_Aim of the exercise_: Your task is to copy the material exactly.

-=-=-

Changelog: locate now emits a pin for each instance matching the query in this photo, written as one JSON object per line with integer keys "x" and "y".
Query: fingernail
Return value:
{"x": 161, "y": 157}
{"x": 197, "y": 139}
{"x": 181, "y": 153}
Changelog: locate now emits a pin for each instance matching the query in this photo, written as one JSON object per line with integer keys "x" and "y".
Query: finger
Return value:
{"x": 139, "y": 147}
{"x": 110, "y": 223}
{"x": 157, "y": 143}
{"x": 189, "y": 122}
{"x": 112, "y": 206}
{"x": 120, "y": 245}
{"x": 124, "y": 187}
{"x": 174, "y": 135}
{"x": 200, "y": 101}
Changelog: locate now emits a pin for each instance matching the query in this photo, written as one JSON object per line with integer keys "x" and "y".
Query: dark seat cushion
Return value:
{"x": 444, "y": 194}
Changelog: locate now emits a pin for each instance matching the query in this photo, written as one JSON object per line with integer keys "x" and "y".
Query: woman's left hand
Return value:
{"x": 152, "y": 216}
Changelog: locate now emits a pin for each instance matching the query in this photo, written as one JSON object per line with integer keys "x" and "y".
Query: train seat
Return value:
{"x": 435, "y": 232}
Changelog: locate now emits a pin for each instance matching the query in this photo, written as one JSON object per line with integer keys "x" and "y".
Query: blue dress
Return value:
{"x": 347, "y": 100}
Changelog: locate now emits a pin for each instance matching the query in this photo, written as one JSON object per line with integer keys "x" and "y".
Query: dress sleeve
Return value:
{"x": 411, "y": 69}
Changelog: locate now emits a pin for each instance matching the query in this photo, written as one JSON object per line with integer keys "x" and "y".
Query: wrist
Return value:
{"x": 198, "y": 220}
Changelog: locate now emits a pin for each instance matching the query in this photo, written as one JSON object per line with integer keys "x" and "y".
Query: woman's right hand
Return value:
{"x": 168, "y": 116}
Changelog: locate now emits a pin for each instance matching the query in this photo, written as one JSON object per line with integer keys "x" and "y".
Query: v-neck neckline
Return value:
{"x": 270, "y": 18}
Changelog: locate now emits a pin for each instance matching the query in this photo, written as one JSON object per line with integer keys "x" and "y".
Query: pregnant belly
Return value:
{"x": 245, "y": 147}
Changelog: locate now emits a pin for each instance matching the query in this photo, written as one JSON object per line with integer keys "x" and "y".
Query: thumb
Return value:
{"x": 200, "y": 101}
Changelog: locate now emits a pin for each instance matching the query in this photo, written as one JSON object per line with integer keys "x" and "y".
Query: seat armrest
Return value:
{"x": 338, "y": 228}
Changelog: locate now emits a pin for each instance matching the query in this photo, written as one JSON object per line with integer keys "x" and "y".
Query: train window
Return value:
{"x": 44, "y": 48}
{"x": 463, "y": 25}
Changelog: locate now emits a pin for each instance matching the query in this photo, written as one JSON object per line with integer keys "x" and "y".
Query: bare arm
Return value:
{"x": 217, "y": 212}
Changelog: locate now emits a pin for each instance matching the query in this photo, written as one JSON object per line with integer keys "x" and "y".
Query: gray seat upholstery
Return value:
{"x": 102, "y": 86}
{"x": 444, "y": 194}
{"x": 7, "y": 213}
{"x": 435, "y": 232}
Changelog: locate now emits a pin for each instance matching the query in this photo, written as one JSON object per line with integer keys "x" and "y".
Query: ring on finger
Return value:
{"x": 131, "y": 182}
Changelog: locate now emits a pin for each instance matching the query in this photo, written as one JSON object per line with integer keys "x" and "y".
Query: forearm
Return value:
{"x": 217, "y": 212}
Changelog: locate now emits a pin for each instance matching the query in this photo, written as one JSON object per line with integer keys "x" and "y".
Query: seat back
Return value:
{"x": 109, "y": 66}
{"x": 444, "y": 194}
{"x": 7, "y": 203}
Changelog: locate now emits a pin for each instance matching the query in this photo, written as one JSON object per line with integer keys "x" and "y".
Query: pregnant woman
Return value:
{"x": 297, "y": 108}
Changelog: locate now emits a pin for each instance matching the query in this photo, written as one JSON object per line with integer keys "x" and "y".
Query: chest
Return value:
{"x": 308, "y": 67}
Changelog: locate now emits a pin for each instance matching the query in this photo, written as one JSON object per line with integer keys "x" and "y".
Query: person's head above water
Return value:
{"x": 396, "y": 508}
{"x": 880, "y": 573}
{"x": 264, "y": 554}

-=-=-

_Complete output_:
Changelog: locate now emits a pin for each instance matching the query in this photo, written as one JSON object per line with integer keys "x" and "y".
Query: fingernail
Return value:
{"x": 161, "y": 157}
{"x": 197, "y": 139}
{"x": 181, "y": 153}
Changelog: locate now emits a pin for each instance matching the query in this photo, written as one JSON object per line with integer keys "x" and "y".
Query: finger
Return value:
{"x": 139, "y": 147}
{"x": 110, "y": 223}
{"x": 157, "y": 143}
{"x": 189, "y": 122}
{"x": 112, "y": 206}
{"x": 120, "y": 245}
{"x": 124, "y": 187}
{"x": 174, "y": 135}
{"x": 200, "y": 101}
Changelog: locate now emits a pin for each instance matching the query in this photo, written as one JSON object per line with integer keys "x" and "y".
Query: dark seat cushion
Return value:
{"x": 444, "y": 194}
Changelog: locate now emits a pin for each instance matching the query in this photo, written as one JSON object per line with integer keys "x" and "y".
Query: woman's left hand
Return value:
{"x": 152, "y": 216}
Changelog: locate now emits a pin for each instance matching the query in this photo, written as one JSON object per line with integer keys "x" and "y".
Query: train seat
Return value:
{"x": 435, "y": 232}
Changelog: locate now emits a pin for each instance matching the query in this photo, written as one JSON object per line with integer keys "x" and "y".
Query: blue dress
Return value:
{"x": 347, "y": 100}
Changelog: locate now emits a pin for each instance matching the query in this photo, written as one JSON object per line with integer keys "x" and "y".
Query: dress sleeve
Return value:
{"x": 411, "y": 69}
Changelog: locate now emits a pin for each instance matching the query in this photo, written as one JSON object per line with integer keys "x" and "y".
Query: wrist
Return value:
{"x": 198, "y": 220}
Changelog: locate now emits a pin for each instance matching the query in this photo, written as one JSON object per line with integer keys "x" and "y".
Query: woman's right hand
Return value:
{"x": 168, "y": 116}
Changelog: locate now emits a pin for each instance matching the query in this photo, written as one JSON object per line with integer keys "x" and "y".
Query: v-neck neckline
Return value:
{"x": 270, "y": 18}
Changelog: locate now emits a pin for each instance matching the query in this photo, written as one JSON object per line with integer keys "x" and "y".
Query: pregnant belly
Return value:
{"x": 245, "y": 147}
Changelog: locate now emits a pin for each instance matching the query in this photo, written as one JSON object per line with integer keys "x" and "y".
Query: thumb
Return value:
{"x": 200, "y": 101}
Changelog: locate now emits a pin for each instance matching the query in this photo, written as one JSON object per line with integer keys "x" and "y".
Query: seat armrest
Return value:
{"x": 338, "y": 228}
Changelog: locate now emits a pin for each instance matching the query in this photo, written as one JSON object per line with integer keys "x" and "y".
Query: train window
Return value:
{"x": 44, "y": 48}
{"x": 463, "y": 25}
Changelog: locate now emits a pin for each instance matching the query in this photo, written as one JSON object per line with integer keys "x" and "y".
Query: bare arm
Return value:
{"x": 217, "y": 212}
Changelog: locate now emits a pin for each instance matching the query in this photo, written as one JSON object per line with integer keys "x" and "y".
Query: gray seat upholstery
Return value:
{"x": 102, "y": 86}
{"x": 444, "y": 194}
{"x": 7, "y": 213}
{"x": 435, "y": 232}
Changelog: locate now emits a pin for each instance matching the query in this photo, written as one JSON object per line with integer keys "x" and "y".
Query: ring on finger
Return value:
{"x": 131, "y": 182}
Changelog: locate now emits a pin for each instance matching the query in this photo, written as one JSON object per line with integer keys "x" and "y".
Query: forearm
Return value:
{"x": 217, "y": 212}
Changelog: locate now emits a pin for each instance matching the query in this photo, written as one JSON object per line with integer keys "x" and "y".
Query: seat back
Return value:
{"x": 109, "y": 66}
{"x": 444, "y": 194}
{"x": 7, "y": 203}
Changelog: locate now emits a pin for each instance matching the query in this photo, written as one JSON object per line with integer keys "x" and "y".
Query: pregnant woman
Return value:
{"x": 297, "y": 108}
Changelog: locate now emits a pin for each instance matching the query in this photo, written as one JSON object per line with integer keys "x" and "y".
Query: chest
Return value:
{"x": 308, "y": 67}
Changelog: locate now emits a pin for each instance matching the query in this photo, written as one JSON object per line with integer keys "x" and "y".
Query: person's head above water
Return value:
{"x": 396, "y": 508}
{"x": 880, "y": 573}
{"x": 264, "y": 554}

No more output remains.